● What you have to do
Return, unchanged, the lines of the listing that follow, from the line containing "[trace] cage door" through the end of the listing, including both ends, and omit the pictures.

□ □ □ □

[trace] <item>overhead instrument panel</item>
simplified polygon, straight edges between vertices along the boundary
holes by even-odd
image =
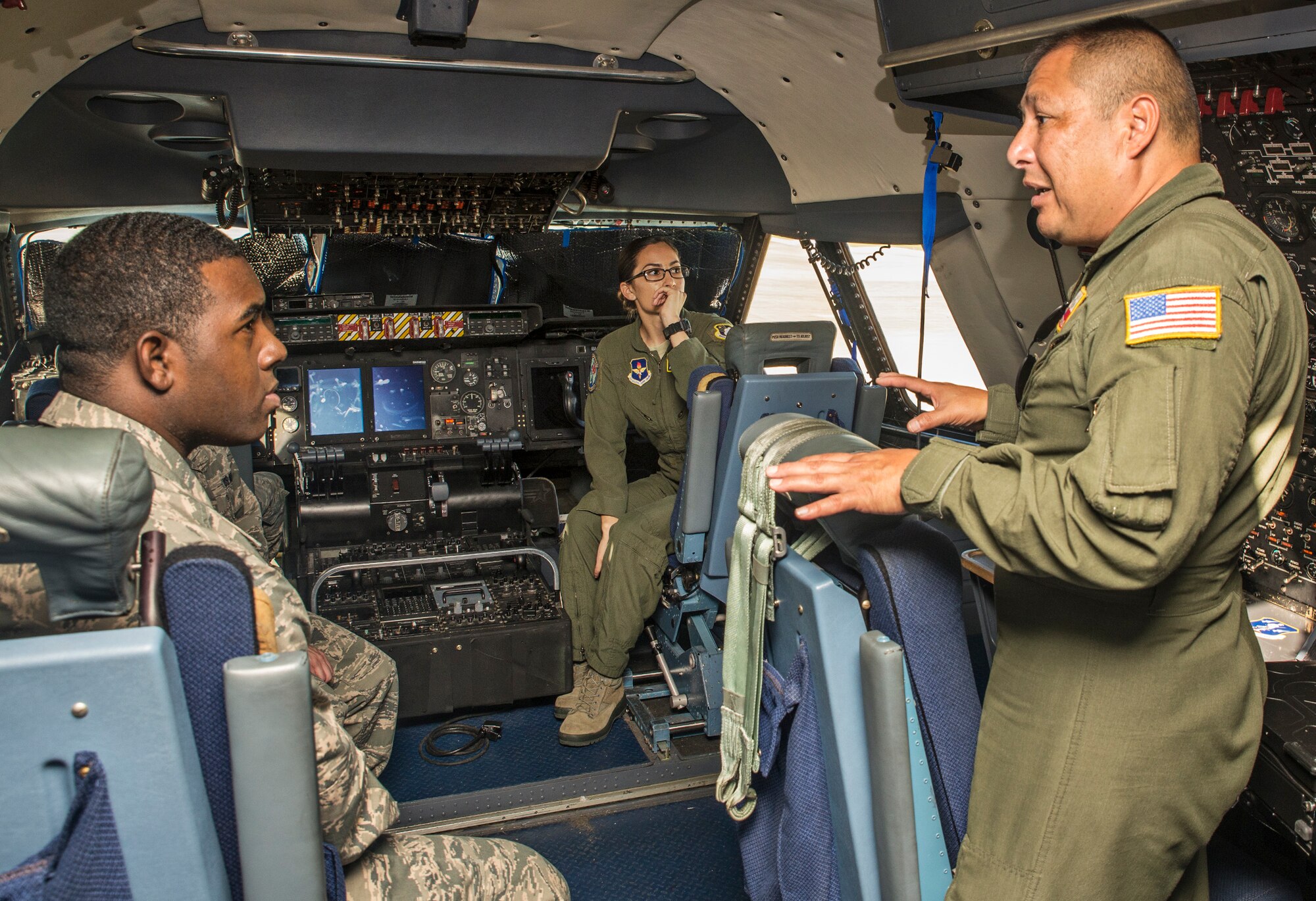
[[[251,225],[272,234],[542,231],[571,172],[399,175],[247,170]]]
[[[1316,335],[1316,54],[1238,58],[1191,70],[1202,159],[1220,171],[1225,197],[1288,260],[1307,308],[1308,333]],[[1275,509],[1248,537],[1241,560],[1252,618],[1278,621],[1271,631],[1298,639],[1316,635],[1316,339],[1309,343],[1298,471]],[[1262,641],[1263,651],[1278,648]],[[1291,650],[1284,646],[1290,658]]]

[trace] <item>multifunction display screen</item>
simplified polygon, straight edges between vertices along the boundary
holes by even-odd
[[[365,431],[361,370],[307,370],[307,396],[312,435],[359,435]]]
[[[425,367],[375,366],[370,371],[375,431],[425,427]]]

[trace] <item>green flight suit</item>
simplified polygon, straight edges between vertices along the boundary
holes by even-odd
[[[645,620],[658,606],[672,552],[671,510],[686,462],[686,391],[700,366],[721,366],[730,322],[687,312],[694,334],[662,359],[645,346],[640,321],[599,342],[590,360],[584,460],[592,491],[562,530],[562,602],[571,618],[576,663],[608,677],[626,668]],[[626,426],[658,451],[658,472],[626,484]],[[599,577],[594,563],[600,516],[615,516]]]
[[[1198,164],[1129,213],[1021,404],[991,389],[980,438],[999,443],[937,439],[905,471],[905,504],[996,562],[948,900],[1207,897],[1204,844],[1248,783],[1266,685],[1238,554],[1292,472],[1307,363],[1283,255],[1221,197]],[[1217,285],[1217,338],[1138,341],[1129,296]]]

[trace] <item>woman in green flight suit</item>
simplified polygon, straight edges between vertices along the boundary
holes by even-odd
[[[730,322],[686,312],[688,274],[670,238],[626,245],[617,299],[634,321],[600,341],[590,360],[584,458],[594,485],[567,516],[559,555],[575,660],[572,689],[554,704],[563,744],[600,741],[621,714],[621,672],[658,605],[672,551],[690,374],[722,363]],[[658,471],[630,484],[628,426],[658,451]]]

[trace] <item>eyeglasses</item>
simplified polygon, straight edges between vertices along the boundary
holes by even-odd
[[[1024,402],[1024,388],[1028,385],[1028,376],[1033,374],[1033,367],[1037,366],[1037,358],[1041,356],[1042,351],[1046,350],[1046,343],[1050,341],[1050,335],[1055,331],[1055,326],[1061,324],[1061,317],[1065,316],[1065,310],[1069,309],[1069,304],[1061,304],[1042,320],[1041,325],[1037,326],[1037,334],[1033,335],[1033,341],[1028,345],[1029,350],[1037,345],[1036,353],[1029,353],[1024,358],[1023,366],[1019,367],[1019,375],[1015,376],[1015,402]]]
[[[626,281],[634,281],[641,275],[645,276],[645,281],[662,281],[662,276],[663,275],[670,275],[674,279],[684,279],[687,275],[690,275],[690,267],[688,266],[672,266],[671,268],[665,270],[661,266],[651,266],[651,267],[649,267],[646,270],[640,270],[638,272],[636,272],[634,275],[632,275],[629,279],[626,279]]]

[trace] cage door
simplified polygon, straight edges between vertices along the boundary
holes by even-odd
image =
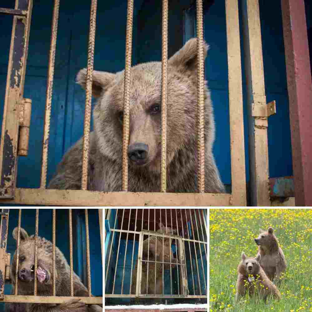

□ □ □ □

● Result of the exercise
[trace] cage door
simplified polygon, straight edges between vertices along the boundary
holes by even-odd
image =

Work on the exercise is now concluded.